*** Stored data ***

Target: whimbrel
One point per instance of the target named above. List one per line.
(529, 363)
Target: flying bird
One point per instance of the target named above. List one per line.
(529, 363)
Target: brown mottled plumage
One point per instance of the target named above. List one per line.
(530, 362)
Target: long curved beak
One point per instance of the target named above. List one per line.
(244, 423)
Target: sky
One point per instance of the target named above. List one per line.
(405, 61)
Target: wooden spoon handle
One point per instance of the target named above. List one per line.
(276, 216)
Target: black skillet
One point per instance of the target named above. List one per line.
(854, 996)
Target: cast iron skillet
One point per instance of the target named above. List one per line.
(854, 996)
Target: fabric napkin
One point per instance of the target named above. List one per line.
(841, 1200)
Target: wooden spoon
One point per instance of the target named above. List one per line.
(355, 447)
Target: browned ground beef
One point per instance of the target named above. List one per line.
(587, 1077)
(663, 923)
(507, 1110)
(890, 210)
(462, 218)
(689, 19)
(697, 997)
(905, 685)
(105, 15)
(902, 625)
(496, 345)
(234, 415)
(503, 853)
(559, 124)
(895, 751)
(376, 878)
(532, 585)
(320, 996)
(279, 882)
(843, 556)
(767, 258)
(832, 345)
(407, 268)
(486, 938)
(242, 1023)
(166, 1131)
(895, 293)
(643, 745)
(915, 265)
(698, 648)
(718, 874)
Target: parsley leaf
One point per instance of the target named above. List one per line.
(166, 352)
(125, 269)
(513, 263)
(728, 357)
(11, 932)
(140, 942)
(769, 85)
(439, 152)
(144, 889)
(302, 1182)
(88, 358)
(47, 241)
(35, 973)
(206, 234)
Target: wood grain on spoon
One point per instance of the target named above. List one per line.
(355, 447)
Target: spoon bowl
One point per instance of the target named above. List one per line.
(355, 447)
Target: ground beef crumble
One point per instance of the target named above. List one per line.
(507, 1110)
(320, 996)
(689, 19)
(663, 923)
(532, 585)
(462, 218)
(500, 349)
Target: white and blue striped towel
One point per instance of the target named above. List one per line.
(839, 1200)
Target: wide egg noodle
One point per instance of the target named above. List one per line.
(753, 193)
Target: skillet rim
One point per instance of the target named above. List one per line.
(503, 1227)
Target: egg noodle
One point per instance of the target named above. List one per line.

*** End of Stored data ***

What you should do ::
Write the entries out again verbatim, every one of them.

Written reply ::
Target: whimbrel
One point per instance of the target named above. List one per line.
(529, 363)
Target: flying bird
One point per instance of the target named above. List one per line.
(529, 363)
Target: brown mottled plumage
One point per instance of the target named above. List one per line.
(530, 362)
Target: long curved beak
One point per instance of the target named above. List one per line.
(244, 423)
Target: sky
One point per instance of the target named above. List one per line.
(405, 61)
Target: wooden spoon handle
One point per instance of the target named above. List one per line.
(276, 216)
Target: black skillet
One point per instance of the target named above. List one per line.
(854, 996)
Target: cast iron skillet
One point per instance of the target named above. List one per line.
(854, 996)
Target: fabric napkin
One point per instance of the target named above. List one per line.
(841, 1200)
Target: wooden spoon
One point per instance of the target named above. List one per line.
(355, 447)
Target: browned ground beef
One point per instance of the target named above. List one per line.
(587, 1077)
(663, 923)
(507, 1110)
(890, 210)
(462, 218)
(689, 19)
(697, 997)
(905, 685)
(105, 15)
(902, 625)
(496, 345)
(234, 415)
(503, 853)
(559, 124)
(895, 751)
(376, 878)
(532, 585)
(320, 996)
(279, 882)
(843, 556)
(767, 258)
(832, 345)
(407, 268)
(486, 938)
(242, 1023)
(166, 1131)
(895, 293)
(643, 745)
(915, 265)
(698, 648)
(718, 874)
Target: parsley leaf
One point per instance of the target named above. List one per line.
(166, 352)
(125, 269)
(513, 263)
(728, 357)
(11, 932)
(140, 942)
(769, 85)
(439, 152)
(144, 889)
(302, 1182)
(88, 358)
(47, 241)
(35, 973)
(206, 234)
Target: wood grain on spoon
One point per instance of the target named above. List one per line.
(355, 447)
Target: spoon bowl
One point per instance of the target named above. List one per line.
(355, 447)
Target: ground beef crumble
One point per instance of the target named above. List one per line.
(507, 1110)
(320, 996)
(689, 19)
(663, 923)
(532, 585)
(462, 218)
(500, 349)
Target: white and blue striped towel
One point per instance of the target named above. List one per line.
(839, 1200)
Target: wide egg noodle
One point per instance of the target named above. List one per line.
(753, 193)
Target: skillet rim
One point per instance of the target named above. List one per line.
(503, 1227)
Target: egg noodle
One point per instance of the target named above. List one per line.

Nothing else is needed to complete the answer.